## WORK TO COMPLETE
Count the lines in the items below that contain the string "beetle", and reply with that number alone.

Start

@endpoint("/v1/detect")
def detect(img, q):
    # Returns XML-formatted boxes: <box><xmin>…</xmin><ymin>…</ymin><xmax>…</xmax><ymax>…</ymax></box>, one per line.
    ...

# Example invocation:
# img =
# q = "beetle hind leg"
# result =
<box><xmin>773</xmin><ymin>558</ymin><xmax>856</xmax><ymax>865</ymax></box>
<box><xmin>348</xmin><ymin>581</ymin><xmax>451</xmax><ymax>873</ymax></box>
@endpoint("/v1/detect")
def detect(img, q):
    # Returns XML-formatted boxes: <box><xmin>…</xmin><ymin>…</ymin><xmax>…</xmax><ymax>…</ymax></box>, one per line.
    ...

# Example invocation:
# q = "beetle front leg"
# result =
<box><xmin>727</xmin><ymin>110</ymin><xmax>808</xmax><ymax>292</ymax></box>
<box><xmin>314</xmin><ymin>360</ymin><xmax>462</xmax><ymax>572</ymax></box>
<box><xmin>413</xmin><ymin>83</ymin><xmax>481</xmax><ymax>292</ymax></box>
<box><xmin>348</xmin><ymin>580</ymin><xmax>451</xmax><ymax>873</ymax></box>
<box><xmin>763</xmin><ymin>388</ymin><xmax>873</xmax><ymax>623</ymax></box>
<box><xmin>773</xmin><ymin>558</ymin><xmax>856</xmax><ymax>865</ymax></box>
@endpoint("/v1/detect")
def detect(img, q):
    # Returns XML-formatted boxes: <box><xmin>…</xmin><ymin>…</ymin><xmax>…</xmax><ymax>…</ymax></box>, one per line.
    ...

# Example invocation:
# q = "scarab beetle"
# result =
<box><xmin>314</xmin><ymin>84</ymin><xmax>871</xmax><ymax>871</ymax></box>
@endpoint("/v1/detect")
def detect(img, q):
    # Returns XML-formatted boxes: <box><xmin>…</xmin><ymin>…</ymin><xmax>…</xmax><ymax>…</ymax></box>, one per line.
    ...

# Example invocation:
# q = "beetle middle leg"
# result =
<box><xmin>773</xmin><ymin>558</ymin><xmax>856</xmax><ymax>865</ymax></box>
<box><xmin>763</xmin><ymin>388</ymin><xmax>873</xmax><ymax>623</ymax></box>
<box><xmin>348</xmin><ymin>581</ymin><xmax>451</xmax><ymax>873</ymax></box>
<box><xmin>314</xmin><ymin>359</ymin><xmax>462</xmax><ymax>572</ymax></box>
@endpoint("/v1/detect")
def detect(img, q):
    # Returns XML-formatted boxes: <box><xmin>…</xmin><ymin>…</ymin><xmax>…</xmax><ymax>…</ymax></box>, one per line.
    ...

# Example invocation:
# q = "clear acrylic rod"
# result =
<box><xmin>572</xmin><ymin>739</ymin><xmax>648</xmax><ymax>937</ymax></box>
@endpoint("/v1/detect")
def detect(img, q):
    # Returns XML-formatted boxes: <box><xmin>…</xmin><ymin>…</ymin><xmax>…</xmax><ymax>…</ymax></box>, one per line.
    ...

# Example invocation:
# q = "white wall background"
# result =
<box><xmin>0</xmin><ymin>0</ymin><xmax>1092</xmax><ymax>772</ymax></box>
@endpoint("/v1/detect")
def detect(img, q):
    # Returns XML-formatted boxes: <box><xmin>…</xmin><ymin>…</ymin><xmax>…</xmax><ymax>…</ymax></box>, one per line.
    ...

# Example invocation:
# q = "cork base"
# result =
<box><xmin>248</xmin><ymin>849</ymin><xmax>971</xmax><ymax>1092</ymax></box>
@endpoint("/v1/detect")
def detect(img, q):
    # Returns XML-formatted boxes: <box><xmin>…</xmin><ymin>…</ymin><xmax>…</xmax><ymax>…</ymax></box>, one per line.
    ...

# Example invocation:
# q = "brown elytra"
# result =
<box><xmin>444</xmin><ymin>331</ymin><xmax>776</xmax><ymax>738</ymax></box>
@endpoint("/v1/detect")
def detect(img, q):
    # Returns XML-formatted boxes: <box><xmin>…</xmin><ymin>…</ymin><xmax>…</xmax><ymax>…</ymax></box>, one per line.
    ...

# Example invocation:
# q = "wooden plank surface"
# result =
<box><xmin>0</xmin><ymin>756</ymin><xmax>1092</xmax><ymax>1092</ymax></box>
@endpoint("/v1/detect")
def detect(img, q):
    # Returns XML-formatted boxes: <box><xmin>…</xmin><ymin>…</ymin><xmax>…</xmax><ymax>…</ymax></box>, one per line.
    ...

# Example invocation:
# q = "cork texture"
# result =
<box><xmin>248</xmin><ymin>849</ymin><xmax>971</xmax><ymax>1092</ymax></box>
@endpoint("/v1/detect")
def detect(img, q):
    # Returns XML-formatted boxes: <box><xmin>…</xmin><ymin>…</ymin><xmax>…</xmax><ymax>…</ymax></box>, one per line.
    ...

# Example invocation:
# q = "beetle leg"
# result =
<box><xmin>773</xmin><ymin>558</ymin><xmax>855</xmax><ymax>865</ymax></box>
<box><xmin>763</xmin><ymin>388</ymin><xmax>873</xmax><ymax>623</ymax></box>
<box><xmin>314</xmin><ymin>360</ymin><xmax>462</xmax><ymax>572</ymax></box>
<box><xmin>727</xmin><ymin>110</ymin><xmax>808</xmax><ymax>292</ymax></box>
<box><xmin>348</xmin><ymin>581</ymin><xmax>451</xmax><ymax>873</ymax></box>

End

## EXERCISE SOLUTION
5